## Provided information
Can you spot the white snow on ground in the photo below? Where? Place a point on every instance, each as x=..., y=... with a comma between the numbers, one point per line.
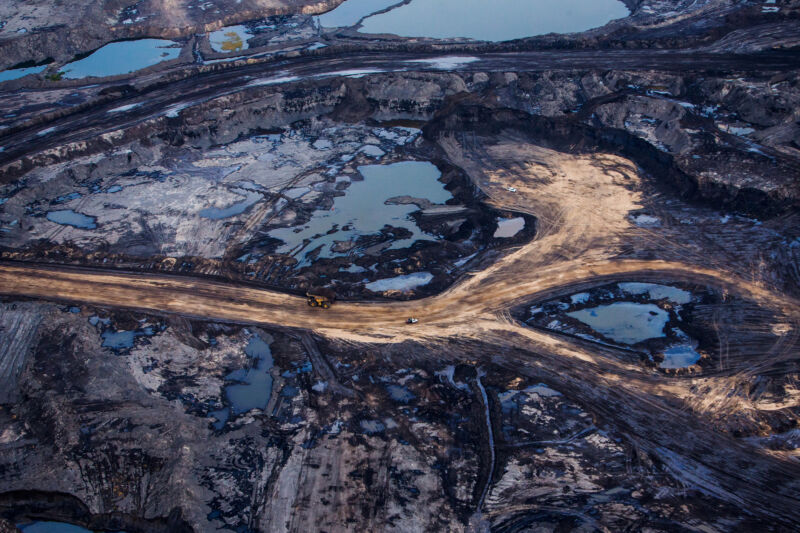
x=272, y=81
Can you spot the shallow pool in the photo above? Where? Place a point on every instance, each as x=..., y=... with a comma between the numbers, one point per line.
x=122, y=57
x=251, y=387
x=625, y=322
x=350, y=12
x=490, y=20
x=401, y=283
x=16, y=73
x=363, y=210
x=681, y=356
x=68, y=217
x=658, y=292
x=508, y=227
x=230, y=39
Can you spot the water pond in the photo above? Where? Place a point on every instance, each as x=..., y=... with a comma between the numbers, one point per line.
x=68, y=217
x=122, y=57
x=16, y=73
x=53, y=527
x=406, y=282
x=680, y=356
x=251, y=387
x=363, y=210
x=625, y=322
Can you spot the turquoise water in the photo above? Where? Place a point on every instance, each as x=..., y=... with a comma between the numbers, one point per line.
x=658, y=292
x=363, y=209
x=13, y=74
x=122, y=57
x=351, y=11
x=491, y=20
x=230, y=39
x=625, y=322
x=68, y=217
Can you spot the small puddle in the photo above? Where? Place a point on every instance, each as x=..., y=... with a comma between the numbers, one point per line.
x=508, y=227
x=16, y=73
x=230, y=39
x=363, y=210
x=68, y=217
x=625, y=322
x=401, y=283
x=122, y=57
x=487, y=20
x=399, y=393
x=252, y=387
x=680, y=356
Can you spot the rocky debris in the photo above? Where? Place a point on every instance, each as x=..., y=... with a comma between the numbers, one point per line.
x=38, y=30
x=222, y=211
x=114, y=439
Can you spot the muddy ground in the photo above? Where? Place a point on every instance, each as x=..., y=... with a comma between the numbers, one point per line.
x=375, y=436
x=160, y=370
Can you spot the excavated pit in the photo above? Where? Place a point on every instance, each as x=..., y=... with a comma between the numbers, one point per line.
x=359, y=208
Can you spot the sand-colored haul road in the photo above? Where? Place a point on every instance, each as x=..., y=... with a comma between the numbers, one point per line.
x=582, y=204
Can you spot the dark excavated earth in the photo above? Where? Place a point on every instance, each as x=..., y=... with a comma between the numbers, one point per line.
x=564, y=241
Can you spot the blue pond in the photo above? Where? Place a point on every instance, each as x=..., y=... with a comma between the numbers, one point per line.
x=68, y=217
x=352, y=11
x=53, y=527
x=16, y=73
x=124, y=340
x=122, y=57
x=625, y=322
x=364, y=210
x=251, y=387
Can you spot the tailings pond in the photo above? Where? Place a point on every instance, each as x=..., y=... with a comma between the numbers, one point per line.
x=122, y=57
x=249, y=388
x=648, y=318
x=385, y=198
x=485, y=20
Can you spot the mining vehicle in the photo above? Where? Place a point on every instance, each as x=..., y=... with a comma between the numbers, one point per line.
x=320, y=297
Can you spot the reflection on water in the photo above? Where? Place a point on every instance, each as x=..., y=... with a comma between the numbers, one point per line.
x=351, y=11
x=13, y=74
x=492, y=20
x=122, y=57
x=68, y=217
x=363, y=211
x=230, y=39
x=53, y=527
x=625, y=322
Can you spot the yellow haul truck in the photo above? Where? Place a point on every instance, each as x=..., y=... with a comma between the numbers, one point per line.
x=320, y=297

## Goal of the exercise
Exact copy, no pictures: reproduce every record as it stands.

## Your response
Can you spot the white snow on ground in the photo below? Where? Place a point on every instance, each as x=..., y=... with a comma between the numbers, one point per line.
x=272, y=81
Can you spot the shallow pool in the photo above? Where? Place a point on every instance, each as x=..., y=... with a comma between the numbers, one point per line.
x=122, y=57
x=251, y=387
x=625, y=322
x=350, y=12
x=490, y=20
x=401, y=283
x=16, y=73
x=363, y=210
x=681, y=356
x=68, y=217
x=658, y=292
x=508, y=227
x=230, y=39
Can you spot the water pond in the photo above? Where? Place a point on every instance, each as x=..., y=... with a comma between the numbers, one point per line.
x=68, y=217
x=122, y=57
x=16, y=73
x=53, y=527
x=406, y=282
x=680, y=356
x=251, y=387
x=363, y=210
x=625, y=322
Can you spot the turquoise water in the photo above? Where? Place a point on every instance, each as x=..., y=... with a comma between the numbers, one point per line.
x=658, y=292
x=363, y=209
x=13, y=74
x=122, y=57
x=351, y=11
x=491, y=20
x=230, y=39
x=625, y=322
x=68, y=217
Can you spot the small puddle in the photo above? Where? Place a point on every instance, each as x=..., y=... with a comma between the numbers, one point per line.
x=508, y=227
x=16, y=73
x=230, y=39
x=363, y=210
x=68, y=217
x=625, y=322
x=401, y=283
x=122, y=57
x=487, y=20
x=399, y=393
x=252, y=387
x=680, y=356
Can you spot the rocky debris in the photo above? Where? Place a point on every instance, each as x=..., y=... with a comma between the numbers, one point per line.
x=38, y=30
x=222, y=211
x=114, y=439
Can you spot the muddy ground in the photo above? Where? Place a point on every instance, each as x=..., y=... with a comma between the numbers, one point per line.
x=375, y=436
x=160, y=370
Can you spot the excavated pit in the photo above? Where? Place a point on every instance, each as x=..., y=... with a comma between the numbers, one point per line.
x=359, y=208
Can you spot the sand-colored haul road in the photo above? Where? Place a point on every instance, each as x=..., y=... with a comma between the numbers, one point per line.
x=582, y=204
Can you spot the dark excavated earth in the photo above? Where? Place a point on every instance, each as x=..., y=... with a comma between the numbers, one point per line.
x=564, y=241
Can you spot the blue pond in the photo above? Where? Place a point on every instance, each as x=..., y=... with a comma between the numbers, one point per line.
x=68, y=217
x=352, y=11
x=53, y=527
x=16, y=73
x=124, y=340
x=122, y=57
x=625, y=322
x=364, y=210
x=251, y=387
Can you spot the tailings pond in the photo above? Where? Place a point on every instance, each as x=..., y=... with a comma between the numbers, one point per line.
x=122, y=57
x=249, y=388
x=648, y=318
x=385, y=198
x=485, y=20
Can you spot the mining vehicle in the photo above? Where? Place a point on every instance, each as x=..., y=... with a comma between the numbers, one point per line.
x=320, y=297
Can you spot the reflection on water in the photo above? Where? Place a point on every instance, each as x=..., y=... with a comma between the numbers, one point per line.
x=351, y=11
x=13, y=74
x=492, y=20
x=122, y=57
x=68, y=217
x=363, y=211
x=230, y=39
x=53, y=527
x=625, y=322
Can you spot the yellow haul truck in the photo above? Where? Place a point on every instance, each as x=..., y=... with a comma between the numbers, one point per line.
x=320, y=297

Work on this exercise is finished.